課題の説明 =>
データの先頭の行から「122], [16, 114]]」を含む行までを、両端の行も含めて一字一句変えずに書き出しなさい。ただし、画像は解答に含めないこと。

抜粋データ =>
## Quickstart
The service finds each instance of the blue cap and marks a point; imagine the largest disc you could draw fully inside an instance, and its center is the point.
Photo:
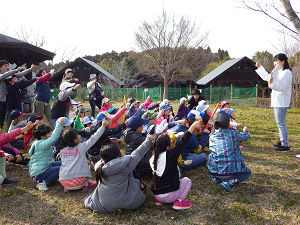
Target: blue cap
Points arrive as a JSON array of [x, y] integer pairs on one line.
[[34, 118], [165, 107], [101, 116], [136, 121], [67, 122], [16, 114]]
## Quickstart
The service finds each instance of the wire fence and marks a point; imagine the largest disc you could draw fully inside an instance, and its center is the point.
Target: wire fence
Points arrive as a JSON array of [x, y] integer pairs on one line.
[[236, 95]]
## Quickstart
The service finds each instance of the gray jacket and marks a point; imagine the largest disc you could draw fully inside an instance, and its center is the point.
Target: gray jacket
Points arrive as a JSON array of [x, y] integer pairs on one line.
[[118, 188], [3, 76], [73, 159]]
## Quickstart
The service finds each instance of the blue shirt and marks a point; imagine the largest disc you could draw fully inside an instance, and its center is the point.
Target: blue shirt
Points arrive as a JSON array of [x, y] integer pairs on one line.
[[225, 157]]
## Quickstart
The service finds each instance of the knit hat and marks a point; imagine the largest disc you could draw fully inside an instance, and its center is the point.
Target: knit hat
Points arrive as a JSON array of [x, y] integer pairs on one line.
[[136, 122], [68, 70], [34, 118], [16, 114], [224, 103], [150, 115], [66, 85], [223, 118]]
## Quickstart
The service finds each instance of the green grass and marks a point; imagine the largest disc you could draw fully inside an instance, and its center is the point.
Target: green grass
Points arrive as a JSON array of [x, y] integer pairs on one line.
[[270, 196]]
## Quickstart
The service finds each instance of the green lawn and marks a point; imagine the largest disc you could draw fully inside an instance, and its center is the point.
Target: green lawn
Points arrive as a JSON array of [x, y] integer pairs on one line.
[[270, 196]]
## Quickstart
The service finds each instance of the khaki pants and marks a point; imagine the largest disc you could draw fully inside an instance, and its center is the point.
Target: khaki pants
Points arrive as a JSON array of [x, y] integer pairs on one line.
[[40, 108]]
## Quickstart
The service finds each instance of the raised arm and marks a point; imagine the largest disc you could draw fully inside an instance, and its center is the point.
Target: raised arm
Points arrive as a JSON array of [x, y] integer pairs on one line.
[[139, 153]]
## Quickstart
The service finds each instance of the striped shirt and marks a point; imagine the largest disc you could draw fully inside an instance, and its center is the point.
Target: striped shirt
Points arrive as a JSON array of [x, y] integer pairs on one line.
[[225, 157]]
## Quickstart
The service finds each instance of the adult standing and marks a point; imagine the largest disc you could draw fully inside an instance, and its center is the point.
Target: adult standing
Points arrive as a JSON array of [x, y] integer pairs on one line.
[[42, 98], [4, 73], [280, 81], [195, 98], [68, 76], [96, 93]]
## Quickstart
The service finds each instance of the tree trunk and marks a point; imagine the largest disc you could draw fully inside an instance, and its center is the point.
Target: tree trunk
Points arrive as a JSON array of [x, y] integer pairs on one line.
[[293, 17]]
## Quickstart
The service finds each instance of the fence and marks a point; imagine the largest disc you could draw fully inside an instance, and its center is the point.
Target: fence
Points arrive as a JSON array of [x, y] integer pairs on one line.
[[236, 95]]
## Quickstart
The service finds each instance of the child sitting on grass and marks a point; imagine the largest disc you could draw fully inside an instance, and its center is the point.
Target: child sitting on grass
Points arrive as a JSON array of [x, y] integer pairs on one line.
[[74, 170], [167, 187], [4, 139], [41, 167], [226, 162], [117, 187]]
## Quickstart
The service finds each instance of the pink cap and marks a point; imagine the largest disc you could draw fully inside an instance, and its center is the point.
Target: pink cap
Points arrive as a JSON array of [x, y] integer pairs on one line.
[[224, 103]]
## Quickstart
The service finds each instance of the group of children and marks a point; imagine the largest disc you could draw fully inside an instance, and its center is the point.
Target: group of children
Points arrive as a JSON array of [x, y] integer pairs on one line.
[[158, 145]]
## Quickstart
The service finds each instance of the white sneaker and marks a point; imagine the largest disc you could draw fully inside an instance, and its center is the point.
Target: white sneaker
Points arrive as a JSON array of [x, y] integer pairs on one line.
[[42, 186]]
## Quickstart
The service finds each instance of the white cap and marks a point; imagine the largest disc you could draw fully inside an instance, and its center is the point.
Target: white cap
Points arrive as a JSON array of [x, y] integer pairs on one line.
[[66, 85]]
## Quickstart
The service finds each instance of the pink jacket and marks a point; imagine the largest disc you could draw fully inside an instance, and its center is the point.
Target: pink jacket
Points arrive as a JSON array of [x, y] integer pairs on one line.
[[104, 108], [9, 137], [115, 118], [13, 149], [160, 118]]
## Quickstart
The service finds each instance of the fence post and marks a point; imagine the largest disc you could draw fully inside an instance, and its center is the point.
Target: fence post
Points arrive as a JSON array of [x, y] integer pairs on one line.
[[256, 94], [210, 94]]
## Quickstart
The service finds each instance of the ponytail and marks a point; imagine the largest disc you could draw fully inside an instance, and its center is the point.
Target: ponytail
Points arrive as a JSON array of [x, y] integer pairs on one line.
[[282, 57], [161, 143]]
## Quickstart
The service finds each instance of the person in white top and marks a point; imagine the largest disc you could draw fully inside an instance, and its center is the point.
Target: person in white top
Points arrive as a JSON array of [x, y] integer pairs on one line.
[[280, 81]]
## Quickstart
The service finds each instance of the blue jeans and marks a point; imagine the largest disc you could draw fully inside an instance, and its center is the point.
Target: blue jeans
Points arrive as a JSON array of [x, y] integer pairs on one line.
[[280, 116], [50, 175], [197, 159]]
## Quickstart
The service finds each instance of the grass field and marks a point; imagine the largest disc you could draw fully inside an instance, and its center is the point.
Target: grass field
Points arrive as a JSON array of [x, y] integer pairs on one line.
[[270, 196]]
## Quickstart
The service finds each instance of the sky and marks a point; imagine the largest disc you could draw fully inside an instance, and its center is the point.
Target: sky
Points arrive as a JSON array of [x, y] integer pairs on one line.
[[97, 26]]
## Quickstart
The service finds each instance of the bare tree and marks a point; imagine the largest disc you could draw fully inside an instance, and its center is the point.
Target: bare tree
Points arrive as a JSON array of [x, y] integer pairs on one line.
[[165, 43], [31, 37], [280, 11]]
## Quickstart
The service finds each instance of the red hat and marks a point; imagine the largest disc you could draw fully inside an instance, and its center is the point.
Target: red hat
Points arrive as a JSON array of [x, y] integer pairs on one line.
[[224, 103]]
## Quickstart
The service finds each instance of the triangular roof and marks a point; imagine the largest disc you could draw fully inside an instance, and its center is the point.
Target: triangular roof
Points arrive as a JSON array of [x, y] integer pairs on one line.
[[17, 51], [60, 73], [221, 70]]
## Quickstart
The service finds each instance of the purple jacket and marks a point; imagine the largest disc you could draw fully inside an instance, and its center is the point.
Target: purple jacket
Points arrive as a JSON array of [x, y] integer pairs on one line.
[[182, 111]]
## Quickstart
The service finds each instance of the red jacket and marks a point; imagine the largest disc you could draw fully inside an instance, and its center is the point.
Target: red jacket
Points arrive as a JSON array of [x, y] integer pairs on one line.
[[115, 118], [9, 137]]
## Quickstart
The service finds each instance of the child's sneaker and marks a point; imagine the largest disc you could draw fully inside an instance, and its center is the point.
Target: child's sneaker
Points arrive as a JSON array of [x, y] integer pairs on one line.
[[7, 181], [215, 180], [42, 186], [181, 205], [227, 186], [158, 202], [90, 185]]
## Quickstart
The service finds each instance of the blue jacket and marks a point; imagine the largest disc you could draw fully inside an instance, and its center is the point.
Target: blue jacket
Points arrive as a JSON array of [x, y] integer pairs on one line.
[[14, 93]]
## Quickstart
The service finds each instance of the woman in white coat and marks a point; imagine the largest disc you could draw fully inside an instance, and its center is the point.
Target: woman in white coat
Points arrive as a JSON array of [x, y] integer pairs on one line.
[[280, 81]]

解答 =>
## Quickstart
The service finds each instance of the blue cap and marks a point; imagine the largest disc you could draw fully inside an instance, and its center is the point.
Photo:
Target: blue cap
Points arrive as a JSON array of [x, y] integer pairs on one line.
[[34, 118], [165, 107], [101, 116], [136, 121], [67, 122], [16, 114]]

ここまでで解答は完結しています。